___ Material shown

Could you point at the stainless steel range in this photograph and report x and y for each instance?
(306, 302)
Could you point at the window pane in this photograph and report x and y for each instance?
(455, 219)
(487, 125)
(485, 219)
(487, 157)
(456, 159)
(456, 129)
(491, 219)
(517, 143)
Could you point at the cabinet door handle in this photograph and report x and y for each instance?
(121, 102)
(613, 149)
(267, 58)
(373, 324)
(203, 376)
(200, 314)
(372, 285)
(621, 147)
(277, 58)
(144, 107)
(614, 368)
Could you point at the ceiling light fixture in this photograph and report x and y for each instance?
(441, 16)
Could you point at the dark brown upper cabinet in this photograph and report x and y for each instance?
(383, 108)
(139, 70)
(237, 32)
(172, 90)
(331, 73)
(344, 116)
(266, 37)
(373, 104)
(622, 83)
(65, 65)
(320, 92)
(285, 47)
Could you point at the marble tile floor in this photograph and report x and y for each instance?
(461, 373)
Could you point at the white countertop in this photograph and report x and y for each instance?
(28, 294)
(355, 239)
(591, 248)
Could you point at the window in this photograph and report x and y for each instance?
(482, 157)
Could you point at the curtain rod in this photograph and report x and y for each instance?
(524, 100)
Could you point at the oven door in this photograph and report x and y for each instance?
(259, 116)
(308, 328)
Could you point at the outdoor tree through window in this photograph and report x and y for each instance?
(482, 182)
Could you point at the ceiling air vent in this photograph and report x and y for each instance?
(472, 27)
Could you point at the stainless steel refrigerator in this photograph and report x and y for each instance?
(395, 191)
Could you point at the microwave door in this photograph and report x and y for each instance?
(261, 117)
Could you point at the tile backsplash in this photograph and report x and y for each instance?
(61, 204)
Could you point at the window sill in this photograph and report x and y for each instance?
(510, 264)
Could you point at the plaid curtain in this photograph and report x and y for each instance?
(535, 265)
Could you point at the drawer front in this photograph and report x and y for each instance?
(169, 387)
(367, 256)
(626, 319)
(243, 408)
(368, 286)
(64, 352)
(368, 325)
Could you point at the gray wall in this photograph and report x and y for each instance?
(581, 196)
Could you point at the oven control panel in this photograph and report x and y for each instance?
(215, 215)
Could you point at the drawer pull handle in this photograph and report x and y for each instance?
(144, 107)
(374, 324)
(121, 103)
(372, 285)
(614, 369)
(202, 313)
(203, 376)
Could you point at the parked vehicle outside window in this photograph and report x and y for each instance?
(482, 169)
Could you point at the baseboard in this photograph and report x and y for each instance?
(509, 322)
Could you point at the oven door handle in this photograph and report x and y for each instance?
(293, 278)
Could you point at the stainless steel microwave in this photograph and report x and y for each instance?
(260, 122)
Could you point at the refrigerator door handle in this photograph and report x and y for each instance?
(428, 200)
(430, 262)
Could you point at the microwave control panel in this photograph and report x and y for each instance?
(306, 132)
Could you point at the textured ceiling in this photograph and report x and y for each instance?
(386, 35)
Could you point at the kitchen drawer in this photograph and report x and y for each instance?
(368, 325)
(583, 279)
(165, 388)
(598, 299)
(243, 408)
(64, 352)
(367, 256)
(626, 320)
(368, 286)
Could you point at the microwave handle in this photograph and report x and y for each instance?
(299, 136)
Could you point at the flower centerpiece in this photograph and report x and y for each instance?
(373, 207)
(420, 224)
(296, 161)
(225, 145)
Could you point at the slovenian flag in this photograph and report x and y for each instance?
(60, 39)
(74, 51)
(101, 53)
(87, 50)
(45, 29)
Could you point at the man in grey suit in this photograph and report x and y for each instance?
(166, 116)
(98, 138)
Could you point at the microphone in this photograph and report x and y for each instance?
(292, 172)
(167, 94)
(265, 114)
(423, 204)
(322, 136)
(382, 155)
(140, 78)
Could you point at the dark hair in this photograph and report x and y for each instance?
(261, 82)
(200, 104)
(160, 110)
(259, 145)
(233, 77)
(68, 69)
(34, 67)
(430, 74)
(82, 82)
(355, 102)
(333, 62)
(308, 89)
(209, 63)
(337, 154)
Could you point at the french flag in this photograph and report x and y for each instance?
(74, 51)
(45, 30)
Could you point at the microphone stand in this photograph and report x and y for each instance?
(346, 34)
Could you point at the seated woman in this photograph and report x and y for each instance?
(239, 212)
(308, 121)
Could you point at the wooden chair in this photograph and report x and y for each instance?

______
___ Material shown

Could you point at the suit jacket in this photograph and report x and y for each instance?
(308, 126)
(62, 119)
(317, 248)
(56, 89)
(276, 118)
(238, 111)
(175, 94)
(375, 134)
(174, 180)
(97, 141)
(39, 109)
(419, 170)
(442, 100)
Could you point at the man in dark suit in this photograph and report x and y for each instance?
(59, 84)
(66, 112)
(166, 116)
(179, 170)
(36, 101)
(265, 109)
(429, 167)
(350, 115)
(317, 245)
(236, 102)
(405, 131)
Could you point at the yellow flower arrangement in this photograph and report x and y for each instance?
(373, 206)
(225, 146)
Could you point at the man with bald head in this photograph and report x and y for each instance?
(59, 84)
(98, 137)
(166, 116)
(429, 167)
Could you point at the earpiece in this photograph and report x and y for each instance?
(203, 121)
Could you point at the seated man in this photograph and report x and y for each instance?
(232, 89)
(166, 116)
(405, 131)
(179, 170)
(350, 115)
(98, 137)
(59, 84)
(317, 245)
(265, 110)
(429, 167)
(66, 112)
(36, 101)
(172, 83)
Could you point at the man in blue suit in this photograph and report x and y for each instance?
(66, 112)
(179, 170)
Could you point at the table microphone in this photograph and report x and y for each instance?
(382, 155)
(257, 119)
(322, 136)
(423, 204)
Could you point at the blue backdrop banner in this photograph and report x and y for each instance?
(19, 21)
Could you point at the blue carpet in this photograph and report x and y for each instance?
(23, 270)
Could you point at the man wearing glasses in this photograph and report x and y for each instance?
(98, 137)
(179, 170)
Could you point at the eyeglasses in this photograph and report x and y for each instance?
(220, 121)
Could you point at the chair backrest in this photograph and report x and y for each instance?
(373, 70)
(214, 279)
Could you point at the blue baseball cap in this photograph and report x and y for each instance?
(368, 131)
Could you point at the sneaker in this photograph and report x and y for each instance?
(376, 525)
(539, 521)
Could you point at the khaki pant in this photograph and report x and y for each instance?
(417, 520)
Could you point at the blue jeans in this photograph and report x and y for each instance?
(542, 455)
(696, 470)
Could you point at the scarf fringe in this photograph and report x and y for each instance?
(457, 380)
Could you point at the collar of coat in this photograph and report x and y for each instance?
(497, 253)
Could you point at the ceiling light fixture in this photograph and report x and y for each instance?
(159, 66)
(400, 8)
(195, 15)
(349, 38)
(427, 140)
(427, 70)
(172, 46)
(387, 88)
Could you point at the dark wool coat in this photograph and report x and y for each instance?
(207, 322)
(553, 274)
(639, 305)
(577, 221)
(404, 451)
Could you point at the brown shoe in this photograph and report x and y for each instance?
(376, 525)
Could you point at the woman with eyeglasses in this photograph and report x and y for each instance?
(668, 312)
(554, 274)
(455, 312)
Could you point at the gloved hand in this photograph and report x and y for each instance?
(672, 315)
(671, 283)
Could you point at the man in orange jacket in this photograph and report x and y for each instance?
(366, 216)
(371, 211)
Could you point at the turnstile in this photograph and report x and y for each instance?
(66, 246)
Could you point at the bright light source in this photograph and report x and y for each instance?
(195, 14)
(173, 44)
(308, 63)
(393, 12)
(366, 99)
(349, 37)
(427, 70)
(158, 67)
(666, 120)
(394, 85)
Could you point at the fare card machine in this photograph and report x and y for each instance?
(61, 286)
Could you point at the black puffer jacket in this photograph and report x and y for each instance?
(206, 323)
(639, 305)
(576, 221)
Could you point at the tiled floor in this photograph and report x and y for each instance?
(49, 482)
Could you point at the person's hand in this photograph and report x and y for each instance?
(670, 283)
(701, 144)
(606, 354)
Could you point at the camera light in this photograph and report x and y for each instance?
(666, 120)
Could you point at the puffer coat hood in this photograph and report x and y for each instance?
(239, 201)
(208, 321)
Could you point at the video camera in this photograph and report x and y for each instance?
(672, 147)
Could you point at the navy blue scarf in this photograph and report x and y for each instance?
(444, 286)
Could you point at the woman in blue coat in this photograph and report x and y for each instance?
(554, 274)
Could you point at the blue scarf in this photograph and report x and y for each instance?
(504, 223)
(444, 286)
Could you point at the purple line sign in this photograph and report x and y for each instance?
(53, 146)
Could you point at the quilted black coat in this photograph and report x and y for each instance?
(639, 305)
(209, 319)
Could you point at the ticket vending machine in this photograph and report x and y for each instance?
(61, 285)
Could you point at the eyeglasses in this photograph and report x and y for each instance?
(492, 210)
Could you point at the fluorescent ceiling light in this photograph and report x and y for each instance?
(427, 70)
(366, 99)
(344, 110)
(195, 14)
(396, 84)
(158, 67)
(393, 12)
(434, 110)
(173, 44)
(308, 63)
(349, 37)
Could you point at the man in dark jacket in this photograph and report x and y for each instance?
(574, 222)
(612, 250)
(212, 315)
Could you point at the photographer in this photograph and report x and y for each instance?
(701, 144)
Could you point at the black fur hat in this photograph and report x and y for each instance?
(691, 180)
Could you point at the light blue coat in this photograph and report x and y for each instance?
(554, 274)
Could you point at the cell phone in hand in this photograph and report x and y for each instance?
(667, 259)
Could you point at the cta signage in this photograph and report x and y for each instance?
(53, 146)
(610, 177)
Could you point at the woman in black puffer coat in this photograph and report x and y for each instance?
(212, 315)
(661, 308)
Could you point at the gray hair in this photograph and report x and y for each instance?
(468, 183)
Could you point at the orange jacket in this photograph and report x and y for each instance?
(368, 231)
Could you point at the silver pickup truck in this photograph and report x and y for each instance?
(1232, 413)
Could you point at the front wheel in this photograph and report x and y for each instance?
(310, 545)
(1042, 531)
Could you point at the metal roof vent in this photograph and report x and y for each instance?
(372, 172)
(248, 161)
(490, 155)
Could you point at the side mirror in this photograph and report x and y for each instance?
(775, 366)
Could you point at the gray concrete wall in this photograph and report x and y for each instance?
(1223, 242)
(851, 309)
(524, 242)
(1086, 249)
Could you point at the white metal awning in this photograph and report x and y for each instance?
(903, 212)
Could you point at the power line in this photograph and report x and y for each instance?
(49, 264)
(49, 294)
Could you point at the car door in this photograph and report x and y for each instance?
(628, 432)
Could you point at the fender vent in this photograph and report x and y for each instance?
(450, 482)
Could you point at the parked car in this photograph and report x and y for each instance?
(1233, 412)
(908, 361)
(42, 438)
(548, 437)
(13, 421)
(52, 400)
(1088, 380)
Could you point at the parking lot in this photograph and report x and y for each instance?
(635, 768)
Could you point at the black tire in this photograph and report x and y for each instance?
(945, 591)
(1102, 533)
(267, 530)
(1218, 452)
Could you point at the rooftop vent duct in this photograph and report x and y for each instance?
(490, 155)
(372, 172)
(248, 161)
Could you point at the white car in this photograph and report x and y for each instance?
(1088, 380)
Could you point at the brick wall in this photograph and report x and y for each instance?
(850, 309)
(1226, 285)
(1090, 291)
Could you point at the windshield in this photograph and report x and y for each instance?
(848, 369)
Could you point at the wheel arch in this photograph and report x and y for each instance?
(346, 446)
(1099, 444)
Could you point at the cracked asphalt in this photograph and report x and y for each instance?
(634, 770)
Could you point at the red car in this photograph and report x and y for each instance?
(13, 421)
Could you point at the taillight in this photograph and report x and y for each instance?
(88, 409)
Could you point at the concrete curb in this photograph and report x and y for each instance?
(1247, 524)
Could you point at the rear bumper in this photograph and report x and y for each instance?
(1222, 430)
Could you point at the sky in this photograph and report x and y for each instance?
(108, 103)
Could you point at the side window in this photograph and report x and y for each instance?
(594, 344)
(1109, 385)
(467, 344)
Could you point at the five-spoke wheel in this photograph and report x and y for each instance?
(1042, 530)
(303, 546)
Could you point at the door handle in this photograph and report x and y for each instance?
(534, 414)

______

→ **To be done**
Report each line of the items above that contains the string "metal", copying each line in full. Case counts.

→ **The answer**
Could you point at the metal roof vent in this photograph and report x and y for each instance?
Could you point at the white metal awning in this photograph and report x and y for each instance?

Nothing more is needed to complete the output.